(Object position labeling entries)

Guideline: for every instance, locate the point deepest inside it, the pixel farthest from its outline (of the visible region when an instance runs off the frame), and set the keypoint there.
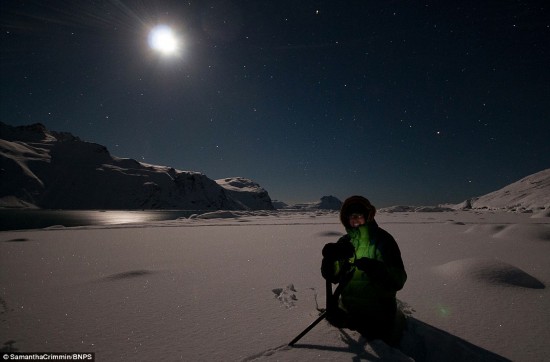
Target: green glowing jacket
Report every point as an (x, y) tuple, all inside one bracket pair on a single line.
[(371, 292)]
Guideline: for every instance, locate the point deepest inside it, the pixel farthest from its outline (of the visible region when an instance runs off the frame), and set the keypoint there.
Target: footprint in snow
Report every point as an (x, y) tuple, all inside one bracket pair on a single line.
[(286, 296)]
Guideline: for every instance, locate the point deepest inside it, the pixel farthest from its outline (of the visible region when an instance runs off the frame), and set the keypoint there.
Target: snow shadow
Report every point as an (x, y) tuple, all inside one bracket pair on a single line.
[(425, 343), (129, 274), (420, 341)]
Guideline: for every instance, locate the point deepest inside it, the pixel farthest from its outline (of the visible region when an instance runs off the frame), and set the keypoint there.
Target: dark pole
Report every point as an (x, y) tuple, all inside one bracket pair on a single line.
[(329, 305)]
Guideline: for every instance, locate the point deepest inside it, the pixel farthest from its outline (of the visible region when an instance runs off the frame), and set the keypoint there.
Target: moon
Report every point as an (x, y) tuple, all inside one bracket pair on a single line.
[(164, 40)]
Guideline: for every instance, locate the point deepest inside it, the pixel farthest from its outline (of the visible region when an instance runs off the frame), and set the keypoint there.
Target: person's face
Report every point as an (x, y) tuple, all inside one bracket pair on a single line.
[(356, 220)]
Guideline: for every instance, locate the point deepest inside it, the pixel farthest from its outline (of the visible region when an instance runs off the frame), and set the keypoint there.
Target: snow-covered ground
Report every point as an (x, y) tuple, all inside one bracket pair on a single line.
[(239, 286)]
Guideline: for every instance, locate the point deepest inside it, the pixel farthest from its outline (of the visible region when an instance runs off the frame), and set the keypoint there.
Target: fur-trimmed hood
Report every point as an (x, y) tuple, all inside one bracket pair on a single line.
[(356, 205)]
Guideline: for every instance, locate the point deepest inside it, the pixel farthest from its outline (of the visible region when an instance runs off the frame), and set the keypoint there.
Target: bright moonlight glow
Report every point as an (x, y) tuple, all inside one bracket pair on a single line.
[(163, 39)]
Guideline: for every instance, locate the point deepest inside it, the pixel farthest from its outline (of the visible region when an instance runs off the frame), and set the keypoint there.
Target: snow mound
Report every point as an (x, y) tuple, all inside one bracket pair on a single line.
[(404, 208), (490, 271), (542, 214), (535, 232), (539, 232), (530, 194)]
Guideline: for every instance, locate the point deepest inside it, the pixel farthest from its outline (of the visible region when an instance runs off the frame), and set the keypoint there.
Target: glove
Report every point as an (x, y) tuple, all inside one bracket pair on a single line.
[(374, 268), (341, 250), (327, 270)]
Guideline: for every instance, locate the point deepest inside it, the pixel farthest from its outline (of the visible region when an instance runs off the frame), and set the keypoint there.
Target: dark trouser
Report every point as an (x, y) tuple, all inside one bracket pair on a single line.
[(385, 324)]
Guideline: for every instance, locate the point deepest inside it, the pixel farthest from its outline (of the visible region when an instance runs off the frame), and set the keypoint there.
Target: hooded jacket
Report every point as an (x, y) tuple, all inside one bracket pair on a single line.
[(372, 291)]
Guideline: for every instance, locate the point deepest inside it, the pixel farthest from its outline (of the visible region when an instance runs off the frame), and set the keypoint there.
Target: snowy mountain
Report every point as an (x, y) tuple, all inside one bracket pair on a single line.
[(59, 171), (246, 192), (530, 194), (326, 203)]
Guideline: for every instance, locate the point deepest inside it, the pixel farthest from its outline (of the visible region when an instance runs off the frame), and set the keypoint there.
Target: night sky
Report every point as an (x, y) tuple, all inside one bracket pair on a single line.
[(404, 102)]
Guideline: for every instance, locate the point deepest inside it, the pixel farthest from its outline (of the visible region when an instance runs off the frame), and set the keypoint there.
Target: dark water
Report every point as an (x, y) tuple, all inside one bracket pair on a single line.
[(18, 219)]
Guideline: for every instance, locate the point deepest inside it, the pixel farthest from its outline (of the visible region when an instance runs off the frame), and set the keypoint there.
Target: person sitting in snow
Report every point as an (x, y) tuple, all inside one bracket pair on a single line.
[(367, 262)]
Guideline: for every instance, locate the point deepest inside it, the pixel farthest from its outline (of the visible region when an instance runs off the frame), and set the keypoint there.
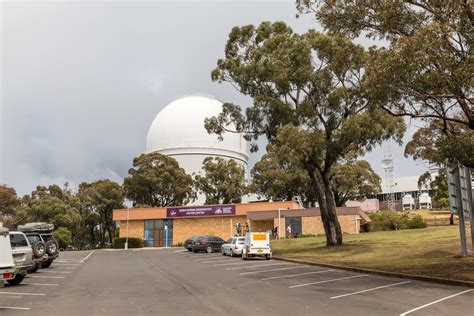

GIVEN INSTRUCTION :: Please identify each line in the listing above that contains the word "jacket", and copy those lines.

OUTPUT ::
Target: green glowing jacket
Target: hooded jacket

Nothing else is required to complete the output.